━━━ Supplied information

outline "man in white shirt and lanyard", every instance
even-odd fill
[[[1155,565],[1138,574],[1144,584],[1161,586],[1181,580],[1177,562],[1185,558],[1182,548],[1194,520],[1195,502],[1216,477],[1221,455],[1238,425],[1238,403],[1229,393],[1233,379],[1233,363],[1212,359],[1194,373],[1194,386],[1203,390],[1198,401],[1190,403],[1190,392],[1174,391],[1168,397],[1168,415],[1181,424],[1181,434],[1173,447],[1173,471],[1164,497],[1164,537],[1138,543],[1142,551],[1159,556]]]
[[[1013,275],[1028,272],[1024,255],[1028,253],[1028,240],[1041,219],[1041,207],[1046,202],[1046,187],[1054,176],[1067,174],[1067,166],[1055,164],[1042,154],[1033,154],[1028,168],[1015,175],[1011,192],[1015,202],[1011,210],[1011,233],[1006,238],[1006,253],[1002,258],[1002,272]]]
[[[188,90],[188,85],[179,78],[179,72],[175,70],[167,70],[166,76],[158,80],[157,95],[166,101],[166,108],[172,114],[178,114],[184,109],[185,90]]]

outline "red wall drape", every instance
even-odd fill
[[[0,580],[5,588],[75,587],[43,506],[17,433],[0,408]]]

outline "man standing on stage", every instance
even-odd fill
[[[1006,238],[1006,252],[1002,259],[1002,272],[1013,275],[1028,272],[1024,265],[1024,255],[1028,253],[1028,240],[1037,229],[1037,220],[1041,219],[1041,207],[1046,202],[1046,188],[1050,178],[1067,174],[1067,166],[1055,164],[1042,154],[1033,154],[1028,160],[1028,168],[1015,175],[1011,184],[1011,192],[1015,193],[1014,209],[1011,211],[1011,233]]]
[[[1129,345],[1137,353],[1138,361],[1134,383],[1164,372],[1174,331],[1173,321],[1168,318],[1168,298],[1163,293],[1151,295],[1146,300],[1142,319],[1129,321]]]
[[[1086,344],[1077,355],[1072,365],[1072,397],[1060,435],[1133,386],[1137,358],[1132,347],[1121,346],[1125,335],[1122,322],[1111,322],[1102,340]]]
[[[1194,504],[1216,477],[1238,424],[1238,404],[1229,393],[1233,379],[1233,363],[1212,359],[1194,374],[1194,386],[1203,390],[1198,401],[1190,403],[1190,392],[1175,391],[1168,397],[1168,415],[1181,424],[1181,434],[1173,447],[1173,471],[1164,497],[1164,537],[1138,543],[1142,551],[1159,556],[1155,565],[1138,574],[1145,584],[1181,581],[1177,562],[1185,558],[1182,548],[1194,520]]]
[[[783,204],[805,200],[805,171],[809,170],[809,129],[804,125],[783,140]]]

━━━━━━

_Problem to work on:_
Print all the records exactly as written.

_Solution to this problem:_
outline "man in white shirt and lanyard", every instance
even-odd fill
[[[1155,565],[1138,574],[1144,584],[1161,586],[1181,580],[1177,562],[1185,558],[1182,548],[1194,520],[1195,502],[1216,477],[1221,455],[1238,425],[1238,403],[1229,393],[1233,379],[1233,363],[1212,359],[1194,373],[1194,386],[1203,390],[1198,401],[1190,403],[1190,392],[1174,391],[1168,397],[1168,415],[1181,424],[1181,434],[1173,447],[1173,471],[1164,497],[1164,537],[1138,543],[1142,551],[1159,556]]]
[[[1013,275],[1028,272],[1024,255],[1028,253],[1028,240],[1041,219],[1041,207],[1046,202],[1046,187],[1054,176],[1067,174],[1067,166],[1055,164],[1042,154],[1033,154],[1028,168],[1015,175],[1011,192],[1015,202],[1011,210],[1011,233],[1006,238],[1006,253],[1002,258],[1002,272]]]
[[[188,90],[188,85],[179,78],[179,72],[175,70],[167,70],[166,76],[158,80],[157,95],[166,101],[166,108],[172,114],[178,114],[184,109],[185,90]]]

outline "red wall drape", every instance
even-odd fill
[[[0,580],[5,588],[75,587],[43,506],[17,433],[0,408]]]

outline "man standing on stage", every instance
even-odd fill
[[[1006,238],[1006,252],[1002,259],[1002,272],[1013,275],[1028,272],[1024,265],[1024,255],[1028,253],[1028,240],[1037,229],[1037,220],[1041,219],[1041,207],[1046,202],[1046,188],[1050,178],[1067,174],[1067,166],[1055,164],[1042,154],[1033,154],[1028,160],[1028,168],[1015,175],[1011,184],[1011,192],[1015,193],[1014,209],[1011,211],[1011,233]]]
[[[1129,345],[1137,353],[1138,361],[1134,383],[1164,372],[1174,331],[1173,321],[1168,318],[1168,298],[1163,293],[1151,295],[1146,300],[1142,319],[1129,321]]]
[[[1086,344],[1077,355],[1072,365],[1072,397],[1060,435],[1133,386],[1137,358],[1132,347],[1121,346],[1125,335],[1122,322],[1111,322],[1102,340]]]
[[[1194,504],[1216,477],[1238,424],[1238,404],[1229,393],[1233,379],[1233,363],[1212,359],[1194,374],[1194,386],[1203,390],[1198,401],[1190,403],[1190,392],[1175,391],[1168,397],[1168,415],[1181,424],[1181,434],[1173,447],[1173,471],[1164,497],[1164,537],[1138,543],[1142,551],[1159,556],[1155,565],[1138,574],[1145,584],[1181,581],[1177,562],[1185,558],[1182,548],[1194,520]]]
[[[783,204],[805,200],[805,171],[809,170],[809,129],[804,125],[783,140]]]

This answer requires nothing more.